■ What this task involves ■
Count the lines in the data below that contain the string "black", treating uppercase and lowercase as different, and reply with the number alone.

Dataset rows:
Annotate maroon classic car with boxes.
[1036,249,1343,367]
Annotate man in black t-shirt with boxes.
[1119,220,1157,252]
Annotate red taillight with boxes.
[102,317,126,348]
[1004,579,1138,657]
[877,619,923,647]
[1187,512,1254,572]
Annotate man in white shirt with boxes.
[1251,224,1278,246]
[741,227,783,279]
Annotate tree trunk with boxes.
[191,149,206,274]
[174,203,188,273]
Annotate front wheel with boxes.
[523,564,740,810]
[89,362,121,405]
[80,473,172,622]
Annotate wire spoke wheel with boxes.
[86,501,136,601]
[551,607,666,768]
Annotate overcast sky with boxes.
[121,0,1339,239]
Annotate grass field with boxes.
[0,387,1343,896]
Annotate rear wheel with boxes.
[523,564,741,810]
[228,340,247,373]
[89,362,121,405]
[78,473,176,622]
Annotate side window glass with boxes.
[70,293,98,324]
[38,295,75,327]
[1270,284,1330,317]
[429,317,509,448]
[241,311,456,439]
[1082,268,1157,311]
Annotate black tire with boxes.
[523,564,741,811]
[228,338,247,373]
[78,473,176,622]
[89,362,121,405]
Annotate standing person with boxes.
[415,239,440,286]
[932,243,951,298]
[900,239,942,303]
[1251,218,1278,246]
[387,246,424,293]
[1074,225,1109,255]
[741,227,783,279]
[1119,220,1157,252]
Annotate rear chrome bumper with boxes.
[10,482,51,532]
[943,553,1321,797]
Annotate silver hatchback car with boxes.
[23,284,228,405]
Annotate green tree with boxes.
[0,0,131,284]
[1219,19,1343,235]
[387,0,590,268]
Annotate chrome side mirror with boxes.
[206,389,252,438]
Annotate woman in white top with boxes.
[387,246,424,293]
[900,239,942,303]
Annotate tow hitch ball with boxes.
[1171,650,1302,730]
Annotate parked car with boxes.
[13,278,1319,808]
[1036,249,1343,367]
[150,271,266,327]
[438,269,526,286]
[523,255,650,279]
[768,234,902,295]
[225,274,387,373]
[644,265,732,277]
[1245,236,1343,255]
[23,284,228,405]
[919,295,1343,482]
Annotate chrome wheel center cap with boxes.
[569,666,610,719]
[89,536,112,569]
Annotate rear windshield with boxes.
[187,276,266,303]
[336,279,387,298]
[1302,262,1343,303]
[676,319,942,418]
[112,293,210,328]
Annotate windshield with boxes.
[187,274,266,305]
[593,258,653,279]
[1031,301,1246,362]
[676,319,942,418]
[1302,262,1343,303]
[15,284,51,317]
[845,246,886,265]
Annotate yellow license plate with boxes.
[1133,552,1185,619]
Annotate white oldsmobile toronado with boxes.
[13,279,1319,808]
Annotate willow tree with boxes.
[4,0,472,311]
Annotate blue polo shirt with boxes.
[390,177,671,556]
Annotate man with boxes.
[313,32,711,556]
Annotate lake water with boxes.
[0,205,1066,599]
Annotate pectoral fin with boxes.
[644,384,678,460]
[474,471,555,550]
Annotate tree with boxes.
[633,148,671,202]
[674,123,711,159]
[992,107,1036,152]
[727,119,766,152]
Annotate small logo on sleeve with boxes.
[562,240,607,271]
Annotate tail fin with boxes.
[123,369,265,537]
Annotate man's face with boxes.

■ Completed exercise ■
2